EXERCISE OBJECTIVE – Find each line in the items below that contains the word "gray" and copy those lines. Case counts.
* START RECORDS TO USE *
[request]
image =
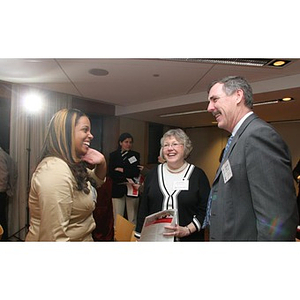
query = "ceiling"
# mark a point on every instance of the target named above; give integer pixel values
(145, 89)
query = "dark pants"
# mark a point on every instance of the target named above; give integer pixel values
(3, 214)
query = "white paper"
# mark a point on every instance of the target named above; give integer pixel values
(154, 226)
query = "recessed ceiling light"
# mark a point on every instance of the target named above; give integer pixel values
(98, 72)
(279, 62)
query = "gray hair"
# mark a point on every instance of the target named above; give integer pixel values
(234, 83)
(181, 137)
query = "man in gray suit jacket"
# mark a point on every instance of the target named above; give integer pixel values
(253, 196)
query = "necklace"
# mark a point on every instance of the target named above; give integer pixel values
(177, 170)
* END RECORDS TO USE *
* START RECORDS TO USE *
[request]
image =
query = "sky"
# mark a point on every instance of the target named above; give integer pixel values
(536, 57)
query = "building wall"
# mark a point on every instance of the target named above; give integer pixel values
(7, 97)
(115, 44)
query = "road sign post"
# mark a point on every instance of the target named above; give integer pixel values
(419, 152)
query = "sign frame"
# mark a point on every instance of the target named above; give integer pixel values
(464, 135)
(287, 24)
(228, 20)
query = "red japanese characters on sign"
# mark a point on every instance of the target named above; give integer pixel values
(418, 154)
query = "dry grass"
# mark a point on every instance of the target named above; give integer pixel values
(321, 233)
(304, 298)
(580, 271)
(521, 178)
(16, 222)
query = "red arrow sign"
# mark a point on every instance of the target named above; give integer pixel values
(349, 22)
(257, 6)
* END RECORDS TO USE *
RESULT –
query = "gray hair"
query = "man in gray suit jacket"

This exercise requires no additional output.